» Excerpt to read
Basics of Human Reinforcement
Today: some more concepts from reinforcement learning and some discussion on their applicability to human behavior.
For example: most humans do things even when they seem unlikely to result in delicious sugar water. Is this a violation of behaviorist principles?
No. For one thing, yesterday’s post included a description of secondary reinforcers, those reinforcers which are not hard-coded evolutionary goods like food and sex, but which nevertheless have a conditioned association with good things. Money is the classic case of a secondary reinforcer among humans. Little colored rectangles are not naturally reinforcing, but from a very young age most humans learn that they can be used to buy pleasant things, like candy or toys or friends. Behaviorist-inspired experiments on humans often use money as a reward, and have yet to run into many experimental subjects whom it fails to motivate1.
Speaking of friends, status may be a primary reinforcer specific to social animals. I don’t know if being able to literally feel reinforcement going on is a real thing, but I maintain I can feel the rush of reward when someone gives me a compliment. If that’s too unscientific for you, consider studies in which monkeys will “exchange” sugary juice for the opportunity to look at pictures of high status monkeys, but demand extra juice in exchange for looking at pictures of low status monkeys.
Although certain cynics might consider money and status an exhaustive list, we may also add moral, aesthetic, and value-based considerations. Evolutionary psychology explains why these might exist and Bandura called some of them “internal reinforcement”.
But more complicated reinforcers alone are not sufficient to bridge the gap between lever-pushing pigeons and human behavior. Humans have an ability to select for or against behaviors without trying them. For example: most of us would avoid going up to Mr. T and giving him the finger. But most of us have not personally tried this behavior and observed the consequences.

» Activity A
According to the passage on human reinforcement, what is the classic case of a secondary reinforcer among humans?
» Activity B
Reproduce the passage on human reinforcement verbatim between "But more complicated" and "observed the consequences.", inclusive.
» Activity C
Using the passage on human reinforcement, explain why money motivates people even though it is not naturally reinforcing.

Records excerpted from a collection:

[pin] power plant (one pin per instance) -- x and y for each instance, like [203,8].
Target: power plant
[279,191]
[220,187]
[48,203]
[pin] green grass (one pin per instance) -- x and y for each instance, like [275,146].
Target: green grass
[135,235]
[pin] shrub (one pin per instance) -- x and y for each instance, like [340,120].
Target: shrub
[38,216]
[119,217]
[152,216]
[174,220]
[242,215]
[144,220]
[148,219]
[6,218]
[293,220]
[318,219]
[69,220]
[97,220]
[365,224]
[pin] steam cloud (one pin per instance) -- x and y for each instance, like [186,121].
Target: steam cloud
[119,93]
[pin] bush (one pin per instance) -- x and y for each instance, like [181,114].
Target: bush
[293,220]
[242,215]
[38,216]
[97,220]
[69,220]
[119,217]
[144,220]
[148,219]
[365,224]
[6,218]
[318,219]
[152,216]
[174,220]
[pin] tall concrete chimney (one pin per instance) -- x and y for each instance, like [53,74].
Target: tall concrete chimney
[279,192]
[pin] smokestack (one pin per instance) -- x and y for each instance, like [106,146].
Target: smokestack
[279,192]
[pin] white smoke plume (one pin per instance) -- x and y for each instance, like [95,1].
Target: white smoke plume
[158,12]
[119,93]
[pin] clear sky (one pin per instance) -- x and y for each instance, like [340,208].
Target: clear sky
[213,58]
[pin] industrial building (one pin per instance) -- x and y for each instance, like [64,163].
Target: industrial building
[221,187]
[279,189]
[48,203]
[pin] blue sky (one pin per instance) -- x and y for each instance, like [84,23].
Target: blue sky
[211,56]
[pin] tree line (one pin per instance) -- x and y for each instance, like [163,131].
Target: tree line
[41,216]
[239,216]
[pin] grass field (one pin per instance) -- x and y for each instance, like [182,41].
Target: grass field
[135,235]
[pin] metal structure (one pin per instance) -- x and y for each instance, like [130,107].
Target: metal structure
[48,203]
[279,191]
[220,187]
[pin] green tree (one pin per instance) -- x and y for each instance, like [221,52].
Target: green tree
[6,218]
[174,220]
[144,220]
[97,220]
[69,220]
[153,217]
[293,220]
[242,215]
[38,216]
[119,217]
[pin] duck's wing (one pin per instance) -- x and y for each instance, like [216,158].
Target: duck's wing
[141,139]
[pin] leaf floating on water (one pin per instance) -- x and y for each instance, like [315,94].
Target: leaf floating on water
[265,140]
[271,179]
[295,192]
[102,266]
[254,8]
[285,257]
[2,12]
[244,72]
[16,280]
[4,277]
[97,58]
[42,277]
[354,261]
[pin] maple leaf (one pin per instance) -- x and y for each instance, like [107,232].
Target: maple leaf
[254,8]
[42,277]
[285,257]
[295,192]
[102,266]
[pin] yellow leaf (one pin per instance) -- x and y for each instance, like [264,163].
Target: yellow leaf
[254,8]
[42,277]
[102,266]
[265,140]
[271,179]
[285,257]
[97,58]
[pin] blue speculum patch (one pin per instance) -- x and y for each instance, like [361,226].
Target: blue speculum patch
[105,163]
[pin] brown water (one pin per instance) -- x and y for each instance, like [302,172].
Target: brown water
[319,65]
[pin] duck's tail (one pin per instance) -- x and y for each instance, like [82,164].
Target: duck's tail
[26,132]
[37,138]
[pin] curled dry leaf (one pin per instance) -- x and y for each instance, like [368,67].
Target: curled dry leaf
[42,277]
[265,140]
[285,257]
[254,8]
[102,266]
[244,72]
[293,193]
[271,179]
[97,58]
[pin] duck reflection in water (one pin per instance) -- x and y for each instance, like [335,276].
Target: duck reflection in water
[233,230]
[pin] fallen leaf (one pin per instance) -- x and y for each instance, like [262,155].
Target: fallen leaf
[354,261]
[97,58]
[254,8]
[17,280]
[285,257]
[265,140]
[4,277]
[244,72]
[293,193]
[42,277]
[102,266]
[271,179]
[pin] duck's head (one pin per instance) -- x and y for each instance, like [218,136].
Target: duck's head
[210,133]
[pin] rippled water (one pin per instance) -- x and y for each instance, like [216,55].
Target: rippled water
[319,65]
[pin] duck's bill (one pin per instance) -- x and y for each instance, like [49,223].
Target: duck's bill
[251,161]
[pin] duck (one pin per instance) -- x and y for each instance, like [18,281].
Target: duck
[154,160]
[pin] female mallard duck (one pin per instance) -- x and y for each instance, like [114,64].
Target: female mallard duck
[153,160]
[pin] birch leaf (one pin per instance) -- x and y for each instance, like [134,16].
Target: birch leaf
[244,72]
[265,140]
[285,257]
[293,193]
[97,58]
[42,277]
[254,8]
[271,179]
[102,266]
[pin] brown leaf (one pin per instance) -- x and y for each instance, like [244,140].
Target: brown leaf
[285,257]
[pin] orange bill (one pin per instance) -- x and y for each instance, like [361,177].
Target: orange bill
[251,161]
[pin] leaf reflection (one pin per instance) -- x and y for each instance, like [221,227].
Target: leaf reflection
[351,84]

» Reply A
Money.

» Reply B
But more complicated reinforcers alone are not sufficient to bridge the gap between lever-pushing pigeons and human behavior. Humans have an ability to select for or against behaviors without trying them. For example: most of us would avoid going up to Mr. T and giving him the finger. But most of us have not personally tried this behavior and observed the consequences.

» Reply C
Money is a secondary reinforcer. Little colored rectangles are not rewarding in themselves, but from a very young age most humans learn that money can buy pleasant things such as candy, toys or friends. Through that learning, money takes on a conditioned association with good things.